===== Source material

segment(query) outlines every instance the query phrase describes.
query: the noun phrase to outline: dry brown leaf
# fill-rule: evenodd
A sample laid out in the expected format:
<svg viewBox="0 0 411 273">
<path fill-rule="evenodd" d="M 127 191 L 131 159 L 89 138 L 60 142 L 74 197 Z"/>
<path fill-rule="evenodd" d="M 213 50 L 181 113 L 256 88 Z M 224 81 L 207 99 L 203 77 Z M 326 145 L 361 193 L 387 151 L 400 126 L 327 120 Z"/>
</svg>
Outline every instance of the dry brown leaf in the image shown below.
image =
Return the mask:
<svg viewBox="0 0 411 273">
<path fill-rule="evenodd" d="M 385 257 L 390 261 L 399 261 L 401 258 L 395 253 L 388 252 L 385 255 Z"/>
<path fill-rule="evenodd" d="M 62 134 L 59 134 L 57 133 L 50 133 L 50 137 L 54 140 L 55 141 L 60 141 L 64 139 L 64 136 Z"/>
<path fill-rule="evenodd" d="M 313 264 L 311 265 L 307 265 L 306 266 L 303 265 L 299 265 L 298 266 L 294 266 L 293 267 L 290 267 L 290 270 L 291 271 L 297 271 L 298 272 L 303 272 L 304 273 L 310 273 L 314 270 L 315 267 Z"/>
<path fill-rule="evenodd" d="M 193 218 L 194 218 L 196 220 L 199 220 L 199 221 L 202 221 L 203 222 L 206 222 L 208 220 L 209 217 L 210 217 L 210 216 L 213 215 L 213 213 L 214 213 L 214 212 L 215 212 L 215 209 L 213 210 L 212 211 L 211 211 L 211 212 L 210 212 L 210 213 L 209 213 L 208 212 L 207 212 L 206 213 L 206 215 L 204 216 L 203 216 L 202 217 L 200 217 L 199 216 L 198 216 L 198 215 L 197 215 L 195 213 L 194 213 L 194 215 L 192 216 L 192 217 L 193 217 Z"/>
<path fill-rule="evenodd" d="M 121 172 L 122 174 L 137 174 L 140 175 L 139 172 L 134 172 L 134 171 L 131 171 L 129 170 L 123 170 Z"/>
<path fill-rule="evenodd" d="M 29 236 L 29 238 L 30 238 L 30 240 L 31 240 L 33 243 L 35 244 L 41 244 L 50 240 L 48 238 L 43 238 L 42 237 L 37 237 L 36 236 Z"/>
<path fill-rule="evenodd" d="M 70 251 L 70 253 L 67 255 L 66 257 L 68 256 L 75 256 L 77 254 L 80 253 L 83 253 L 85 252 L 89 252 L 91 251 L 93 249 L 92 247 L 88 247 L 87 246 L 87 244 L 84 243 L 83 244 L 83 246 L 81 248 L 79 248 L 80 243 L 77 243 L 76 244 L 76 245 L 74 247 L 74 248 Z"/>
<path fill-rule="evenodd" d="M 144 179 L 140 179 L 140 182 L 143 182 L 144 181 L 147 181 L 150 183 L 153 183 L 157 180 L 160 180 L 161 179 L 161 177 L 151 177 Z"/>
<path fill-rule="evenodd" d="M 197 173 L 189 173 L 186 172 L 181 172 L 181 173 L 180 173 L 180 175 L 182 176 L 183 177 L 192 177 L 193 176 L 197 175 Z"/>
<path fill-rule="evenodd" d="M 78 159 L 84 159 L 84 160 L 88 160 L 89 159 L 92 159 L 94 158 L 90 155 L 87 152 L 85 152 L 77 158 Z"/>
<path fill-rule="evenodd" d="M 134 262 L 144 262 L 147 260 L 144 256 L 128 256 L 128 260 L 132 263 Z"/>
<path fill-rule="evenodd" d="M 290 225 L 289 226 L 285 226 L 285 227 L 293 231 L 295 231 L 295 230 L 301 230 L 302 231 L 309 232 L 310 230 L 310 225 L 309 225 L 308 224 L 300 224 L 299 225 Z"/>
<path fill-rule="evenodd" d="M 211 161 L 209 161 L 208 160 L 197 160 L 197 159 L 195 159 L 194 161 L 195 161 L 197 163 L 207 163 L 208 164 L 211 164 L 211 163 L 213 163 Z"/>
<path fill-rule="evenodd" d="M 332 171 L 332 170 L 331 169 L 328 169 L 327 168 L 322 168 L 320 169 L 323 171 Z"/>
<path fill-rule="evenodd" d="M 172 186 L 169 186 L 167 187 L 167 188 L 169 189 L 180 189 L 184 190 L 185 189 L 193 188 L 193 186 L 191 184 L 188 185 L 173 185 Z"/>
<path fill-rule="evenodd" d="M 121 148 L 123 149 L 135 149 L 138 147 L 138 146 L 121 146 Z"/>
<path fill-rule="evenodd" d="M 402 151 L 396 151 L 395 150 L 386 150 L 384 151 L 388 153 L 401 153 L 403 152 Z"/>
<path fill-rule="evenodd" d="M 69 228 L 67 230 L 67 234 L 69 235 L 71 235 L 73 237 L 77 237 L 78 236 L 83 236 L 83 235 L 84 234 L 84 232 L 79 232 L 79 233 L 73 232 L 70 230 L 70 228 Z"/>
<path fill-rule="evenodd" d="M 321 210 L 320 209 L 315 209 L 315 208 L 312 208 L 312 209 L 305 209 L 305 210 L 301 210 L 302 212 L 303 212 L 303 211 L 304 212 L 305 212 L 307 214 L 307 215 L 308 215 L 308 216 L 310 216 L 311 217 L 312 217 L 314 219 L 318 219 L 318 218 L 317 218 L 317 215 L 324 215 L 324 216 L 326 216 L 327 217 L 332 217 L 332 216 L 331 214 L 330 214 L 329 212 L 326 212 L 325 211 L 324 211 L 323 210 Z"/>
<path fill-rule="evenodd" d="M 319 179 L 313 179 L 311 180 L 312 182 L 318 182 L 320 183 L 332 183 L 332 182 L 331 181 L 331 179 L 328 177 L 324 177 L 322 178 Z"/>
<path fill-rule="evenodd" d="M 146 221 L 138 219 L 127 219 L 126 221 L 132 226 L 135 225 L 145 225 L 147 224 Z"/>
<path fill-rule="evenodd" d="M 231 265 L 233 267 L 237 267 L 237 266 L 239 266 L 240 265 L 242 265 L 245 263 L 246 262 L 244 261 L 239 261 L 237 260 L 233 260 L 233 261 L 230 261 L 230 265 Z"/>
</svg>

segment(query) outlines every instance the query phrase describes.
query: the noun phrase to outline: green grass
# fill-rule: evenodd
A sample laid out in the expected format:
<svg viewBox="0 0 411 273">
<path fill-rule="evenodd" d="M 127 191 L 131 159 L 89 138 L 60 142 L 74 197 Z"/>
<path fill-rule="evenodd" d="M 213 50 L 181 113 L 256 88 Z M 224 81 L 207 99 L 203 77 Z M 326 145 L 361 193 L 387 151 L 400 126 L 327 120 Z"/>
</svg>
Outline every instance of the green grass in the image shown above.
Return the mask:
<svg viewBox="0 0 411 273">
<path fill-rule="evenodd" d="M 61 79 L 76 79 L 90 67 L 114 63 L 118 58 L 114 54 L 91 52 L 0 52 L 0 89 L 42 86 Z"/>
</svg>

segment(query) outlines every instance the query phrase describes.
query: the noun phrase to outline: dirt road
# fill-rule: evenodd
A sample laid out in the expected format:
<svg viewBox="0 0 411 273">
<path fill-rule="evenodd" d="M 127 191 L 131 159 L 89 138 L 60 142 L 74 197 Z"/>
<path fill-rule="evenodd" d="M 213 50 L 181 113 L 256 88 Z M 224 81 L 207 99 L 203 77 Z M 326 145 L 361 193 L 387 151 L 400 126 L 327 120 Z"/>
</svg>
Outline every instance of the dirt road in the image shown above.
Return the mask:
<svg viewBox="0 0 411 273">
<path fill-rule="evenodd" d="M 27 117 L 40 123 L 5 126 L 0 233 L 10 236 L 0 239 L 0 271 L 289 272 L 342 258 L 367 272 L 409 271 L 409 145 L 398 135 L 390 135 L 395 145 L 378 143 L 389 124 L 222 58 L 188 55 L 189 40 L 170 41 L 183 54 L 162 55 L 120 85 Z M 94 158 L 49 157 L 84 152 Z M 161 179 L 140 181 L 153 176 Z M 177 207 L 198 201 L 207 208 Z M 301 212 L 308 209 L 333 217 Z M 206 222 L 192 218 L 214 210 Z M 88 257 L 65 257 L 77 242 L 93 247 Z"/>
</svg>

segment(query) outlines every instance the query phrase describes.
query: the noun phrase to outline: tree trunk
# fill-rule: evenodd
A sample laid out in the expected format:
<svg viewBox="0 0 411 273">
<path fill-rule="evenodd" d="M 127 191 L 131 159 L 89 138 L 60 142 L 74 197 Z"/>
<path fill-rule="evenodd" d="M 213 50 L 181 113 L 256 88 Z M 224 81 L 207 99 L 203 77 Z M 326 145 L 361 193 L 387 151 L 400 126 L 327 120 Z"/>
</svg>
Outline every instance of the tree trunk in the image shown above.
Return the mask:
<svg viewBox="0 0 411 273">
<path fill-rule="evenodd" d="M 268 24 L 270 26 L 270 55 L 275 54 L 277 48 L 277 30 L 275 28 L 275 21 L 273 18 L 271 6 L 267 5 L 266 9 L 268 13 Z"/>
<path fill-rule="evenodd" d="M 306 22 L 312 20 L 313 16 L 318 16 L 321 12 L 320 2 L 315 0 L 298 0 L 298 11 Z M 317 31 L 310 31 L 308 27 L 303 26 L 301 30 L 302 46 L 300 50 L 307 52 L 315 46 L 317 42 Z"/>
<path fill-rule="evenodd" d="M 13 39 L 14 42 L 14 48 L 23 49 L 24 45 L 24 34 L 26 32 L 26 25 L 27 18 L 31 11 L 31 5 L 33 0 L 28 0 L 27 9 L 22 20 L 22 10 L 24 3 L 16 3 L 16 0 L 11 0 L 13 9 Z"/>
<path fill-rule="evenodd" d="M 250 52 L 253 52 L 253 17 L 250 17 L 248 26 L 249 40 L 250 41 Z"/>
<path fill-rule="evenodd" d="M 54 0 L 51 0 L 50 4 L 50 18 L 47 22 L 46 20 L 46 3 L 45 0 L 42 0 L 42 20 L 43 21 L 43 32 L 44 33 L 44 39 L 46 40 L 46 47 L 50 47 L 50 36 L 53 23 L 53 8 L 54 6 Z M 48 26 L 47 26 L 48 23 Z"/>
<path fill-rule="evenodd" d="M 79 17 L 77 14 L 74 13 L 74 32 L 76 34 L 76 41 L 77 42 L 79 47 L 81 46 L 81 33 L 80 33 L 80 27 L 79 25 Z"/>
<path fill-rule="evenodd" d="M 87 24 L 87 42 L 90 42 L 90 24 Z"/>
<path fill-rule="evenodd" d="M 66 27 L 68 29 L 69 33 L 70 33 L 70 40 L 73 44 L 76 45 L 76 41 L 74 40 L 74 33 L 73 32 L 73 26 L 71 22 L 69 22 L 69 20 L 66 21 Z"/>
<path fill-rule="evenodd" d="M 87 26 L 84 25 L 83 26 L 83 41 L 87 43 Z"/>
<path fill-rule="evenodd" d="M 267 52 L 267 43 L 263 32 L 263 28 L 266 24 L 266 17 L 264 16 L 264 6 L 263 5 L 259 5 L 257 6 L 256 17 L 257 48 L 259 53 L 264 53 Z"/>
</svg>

==========

**Directions**
Locate each line in the entries above that includes the string "dirt" and copy those lines.

**Correct answer**
query: the noun phrase to outline: dirt road
Outline every instance of the dirt road in the image shown above.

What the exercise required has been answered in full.